## [Halaman]
§ §
Sinopsis Padiwarada Episode 6 - Part 5

  


Nuer masuk ke kantornya Saran dan melapor bahwa Pak Gubernur mengundang Saran meeting di rumahnya sesegera mungkin. Saran langsung cemas mendengarnya, dia dipanggil pasti berkenaan dengan para polisi yang gugur.


Rin dan Ibu sedang ngobrol saat Sherm datang membawa seorang tamu. Dia anak buahnya gubernur yang datang untuk menjemput Ibu. Pak Gubernur dan istrinya mengundangnya untuk makan malam bersama mereka malam ini.

Dan satu lagi... mereka juga mengundang 'tukang masak' yang ahli membuat sambal. Hah? Rin disebut tukang masak? Si tamu berkata bahwa ada rumor yang mengatakan bahwa sambal buatan rumah ini sangat lezat, makanya Istri Gubernur meminta Rin datang juga.

Ibu sama sekali tidak menganggap ada yang aneh di sini dan langsung saja menyuruh Rin untuk bersiap-siap dan pergi sesegera mungkin.


Setibanya di rumah Gubernur tak lama kemudian, mereka melihat para tamu sudah datang kecuali Saran. Kalau begitu, Ibu mengajak Rin untuk pergi ke dapur saja dulu untuk menyiapkan semua hidangan. Tapi pembantu rumah itu melarang Ibu masuk dapur, jadi terpaksalah Rin sendirian yang harus masuk dapur.

Ibu masuk ke ruang tamu dan disambut ramah oleh Istri Gubernur dan suaminya. Ia memberitahu bahwa Saran sedang dalam perjalanan kemari sekarang.
§ §
## [Petunjuk Pengerjaan]
**A)** Dalam sinopsis Padiwarada di atas, siapa yang melarang Ibu masuk ke dapur di rumah Gubernur?
**B)** Teruskan sinopsis Padiwarada di atas dari bagian terakhir yang tercantum.
§ §
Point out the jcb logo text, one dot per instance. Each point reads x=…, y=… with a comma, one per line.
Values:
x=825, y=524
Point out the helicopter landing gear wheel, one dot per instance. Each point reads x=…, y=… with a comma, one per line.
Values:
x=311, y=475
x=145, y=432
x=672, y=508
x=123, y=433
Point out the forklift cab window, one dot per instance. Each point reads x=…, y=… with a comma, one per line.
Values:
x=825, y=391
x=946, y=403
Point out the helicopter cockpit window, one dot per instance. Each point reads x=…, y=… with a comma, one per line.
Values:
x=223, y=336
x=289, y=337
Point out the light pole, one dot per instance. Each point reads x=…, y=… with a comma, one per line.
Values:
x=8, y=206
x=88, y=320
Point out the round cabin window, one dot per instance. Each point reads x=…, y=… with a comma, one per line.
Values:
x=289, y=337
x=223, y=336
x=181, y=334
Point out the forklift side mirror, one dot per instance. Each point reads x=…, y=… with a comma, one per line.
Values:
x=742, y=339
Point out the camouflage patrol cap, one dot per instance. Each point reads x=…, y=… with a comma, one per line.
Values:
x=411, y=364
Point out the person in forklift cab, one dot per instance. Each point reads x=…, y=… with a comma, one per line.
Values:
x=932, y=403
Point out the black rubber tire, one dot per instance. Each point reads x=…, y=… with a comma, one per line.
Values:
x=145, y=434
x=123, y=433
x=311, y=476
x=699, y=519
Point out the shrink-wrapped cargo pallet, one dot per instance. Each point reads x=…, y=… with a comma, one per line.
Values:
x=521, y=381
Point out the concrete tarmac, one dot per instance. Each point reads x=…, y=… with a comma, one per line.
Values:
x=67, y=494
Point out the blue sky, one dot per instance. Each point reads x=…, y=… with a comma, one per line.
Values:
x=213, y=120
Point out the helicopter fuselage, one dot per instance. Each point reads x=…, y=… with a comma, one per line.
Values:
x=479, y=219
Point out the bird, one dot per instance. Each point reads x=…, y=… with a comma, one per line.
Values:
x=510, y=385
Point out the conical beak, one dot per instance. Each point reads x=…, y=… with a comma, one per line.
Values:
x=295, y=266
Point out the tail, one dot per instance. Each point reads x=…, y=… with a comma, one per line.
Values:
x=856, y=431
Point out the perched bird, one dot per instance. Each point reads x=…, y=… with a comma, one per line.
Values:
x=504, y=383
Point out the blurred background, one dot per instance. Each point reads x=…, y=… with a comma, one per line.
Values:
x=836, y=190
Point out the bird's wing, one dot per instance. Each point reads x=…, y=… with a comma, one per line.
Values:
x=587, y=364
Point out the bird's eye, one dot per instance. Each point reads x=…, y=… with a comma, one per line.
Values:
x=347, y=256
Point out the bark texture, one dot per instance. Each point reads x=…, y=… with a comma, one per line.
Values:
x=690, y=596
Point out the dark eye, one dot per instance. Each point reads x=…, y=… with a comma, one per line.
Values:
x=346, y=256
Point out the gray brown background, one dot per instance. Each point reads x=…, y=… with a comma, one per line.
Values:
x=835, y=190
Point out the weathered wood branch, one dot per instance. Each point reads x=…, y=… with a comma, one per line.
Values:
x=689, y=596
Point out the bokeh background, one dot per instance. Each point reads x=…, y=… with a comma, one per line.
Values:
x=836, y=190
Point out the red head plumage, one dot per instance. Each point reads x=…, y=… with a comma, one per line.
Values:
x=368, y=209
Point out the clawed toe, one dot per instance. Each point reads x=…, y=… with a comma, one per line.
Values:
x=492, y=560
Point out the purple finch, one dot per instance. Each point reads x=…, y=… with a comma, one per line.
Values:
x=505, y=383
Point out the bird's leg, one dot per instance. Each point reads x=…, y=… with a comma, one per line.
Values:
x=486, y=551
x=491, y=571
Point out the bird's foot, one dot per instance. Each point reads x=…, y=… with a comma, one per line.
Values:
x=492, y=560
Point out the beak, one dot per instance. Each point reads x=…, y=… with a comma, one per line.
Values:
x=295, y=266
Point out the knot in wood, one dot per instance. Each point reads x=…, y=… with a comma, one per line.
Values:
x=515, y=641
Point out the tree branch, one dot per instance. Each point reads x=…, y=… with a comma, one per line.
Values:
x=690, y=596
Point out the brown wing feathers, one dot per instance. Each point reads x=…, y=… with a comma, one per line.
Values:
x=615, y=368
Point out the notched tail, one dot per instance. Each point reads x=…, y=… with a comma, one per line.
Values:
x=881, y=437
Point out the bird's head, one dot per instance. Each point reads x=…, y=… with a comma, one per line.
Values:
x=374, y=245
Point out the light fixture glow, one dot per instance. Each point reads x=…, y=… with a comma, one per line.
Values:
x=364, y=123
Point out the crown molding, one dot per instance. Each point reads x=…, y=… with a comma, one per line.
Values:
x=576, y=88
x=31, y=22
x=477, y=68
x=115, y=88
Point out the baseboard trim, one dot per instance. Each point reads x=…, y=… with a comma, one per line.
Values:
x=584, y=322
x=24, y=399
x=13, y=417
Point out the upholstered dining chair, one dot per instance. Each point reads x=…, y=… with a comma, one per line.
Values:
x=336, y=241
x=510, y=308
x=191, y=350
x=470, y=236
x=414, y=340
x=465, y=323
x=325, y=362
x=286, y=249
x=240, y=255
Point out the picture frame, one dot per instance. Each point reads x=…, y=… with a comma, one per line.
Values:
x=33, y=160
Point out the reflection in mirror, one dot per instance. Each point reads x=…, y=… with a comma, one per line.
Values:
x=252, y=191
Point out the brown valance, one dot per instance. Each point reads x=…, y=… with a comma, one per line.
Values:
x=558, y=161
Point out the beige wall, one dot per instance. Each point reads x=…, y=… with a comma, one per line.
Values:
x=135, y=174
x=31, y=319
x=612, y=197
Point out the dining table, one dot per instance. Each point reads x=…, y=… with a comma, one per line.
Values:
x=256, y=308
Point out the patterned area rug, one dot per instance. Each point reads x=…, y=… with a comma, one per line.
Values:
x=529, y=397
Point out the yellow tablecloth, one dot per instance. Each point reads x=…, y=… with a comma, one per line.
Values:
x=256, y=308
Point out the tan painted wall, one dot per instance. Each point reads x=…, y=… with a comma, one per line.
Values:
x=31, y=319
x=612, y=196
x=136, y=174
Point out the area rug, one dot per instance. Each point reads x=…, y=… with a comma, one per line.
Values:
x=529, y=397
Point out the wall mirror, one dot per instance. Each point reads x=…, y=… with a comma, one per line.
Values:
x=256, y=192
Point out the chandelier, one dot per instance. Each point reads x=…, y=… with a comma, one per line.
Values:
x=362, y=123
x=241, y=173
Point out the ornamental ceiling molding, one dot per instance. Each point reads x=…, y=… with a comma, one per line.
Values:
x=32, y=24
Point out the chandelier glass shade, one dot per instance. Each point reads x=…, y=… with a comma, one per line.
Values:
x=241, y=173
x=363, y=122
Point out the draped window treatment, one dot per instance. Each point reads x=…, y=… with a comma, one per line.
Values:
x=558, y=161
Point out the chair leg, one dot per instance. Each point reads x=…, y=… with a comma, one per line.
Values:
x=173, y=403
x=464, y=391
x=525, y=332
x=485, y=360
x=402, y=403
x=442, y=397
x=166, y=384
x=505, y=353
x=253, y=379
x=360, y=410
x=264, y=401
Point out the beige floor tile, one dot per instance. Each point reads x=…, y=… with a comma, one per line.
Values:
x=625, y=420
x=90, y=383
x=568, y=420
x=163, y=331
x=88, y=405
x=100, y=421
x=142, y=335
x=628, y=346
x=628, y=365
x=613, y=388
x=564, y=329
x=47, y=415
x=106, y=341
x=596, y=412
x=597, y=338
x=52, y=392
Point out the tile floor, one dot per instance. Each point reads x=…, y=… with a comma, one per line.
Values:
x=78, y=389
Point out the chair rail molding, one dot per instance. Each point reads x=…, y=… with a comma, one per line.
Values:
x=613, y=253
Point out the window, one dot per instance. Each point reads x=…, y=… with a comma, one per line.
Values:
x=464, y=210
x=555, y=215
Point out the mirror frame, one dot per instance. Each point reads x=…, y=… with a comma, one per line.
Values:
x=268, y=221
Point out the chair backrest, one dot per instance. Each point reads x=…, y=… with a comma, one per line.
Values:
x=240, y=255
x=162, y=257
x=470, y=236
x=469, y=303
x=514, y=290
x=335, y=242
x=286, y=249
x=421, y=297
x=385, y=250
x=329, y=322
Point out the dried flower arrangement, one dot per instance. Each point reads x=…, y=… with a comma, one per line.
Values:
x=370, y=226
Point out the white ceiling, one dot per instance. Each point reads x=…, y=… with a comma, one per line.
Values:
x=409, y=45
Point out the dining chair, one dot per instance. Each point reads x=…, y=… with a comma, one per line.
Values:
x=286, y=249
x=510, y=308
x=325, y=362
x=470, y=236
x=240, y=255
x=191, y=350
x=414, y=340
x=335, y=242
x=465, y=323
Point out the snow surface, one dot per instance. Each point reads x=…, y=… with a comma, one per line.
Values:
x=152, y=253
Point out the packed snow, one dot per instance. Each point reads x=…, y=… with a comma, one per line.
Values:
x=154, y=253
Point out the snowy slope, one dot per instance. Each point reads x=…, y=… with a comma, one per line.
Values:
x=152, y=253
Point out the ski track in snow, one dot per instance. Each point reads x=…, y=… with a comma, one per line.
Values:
§ §
## [Jawaban Latihan]
**A)** Pembantu rumah Gubernur.

**B)**
Sementara itu, Rin bekerja keras sepenuh hati memasak berbagai macam hidangan dengan dibantu oleh para pembantu rumah itu... termasuk membuat sambal kesukaan Saran dengan gaya slow motion ala-ala iklan saus sambal. Hingga tak lama kemudian, berbagai macam hidangan pun siap tersaji.

 

Saran akhirnya datang tak lama kemudian. Pak Gubernur memanggil mereka semua kemari karena ia ingin membahas masalah penting yang terjadi belakangan ini. 

Kepala Sheriff menduga pasti masalah para polisi yang gugur. Ia memang hendak menyerahkan laporan masalah itu pada Pak Gubernur.

Pak Gubernur tahu itu. Tapi yang ingin ia bahas hari ini adalah motivasi orang-orang yang bekerjadi bidang ini.

"Sheriff beruntung sekali karena istrinya memberitahu Khun Ying (istrinya). Jika tidak, pasti akan terlambat."

Hah? Ibu dan Saran jelas bingung. "Istri saya?"

"Kau punya istri cantik yang sangat memahamimu. Itu patut ditiru." Ujar Istri Gubernur.


Seolah menjawab kebingungan Saran dan Ibu, Duang mendadak muncul saat itu juga dengan membawa oleh-oleh untuk Istri Gubernur. Dia jelas sudah cukup akrab dengan beliau.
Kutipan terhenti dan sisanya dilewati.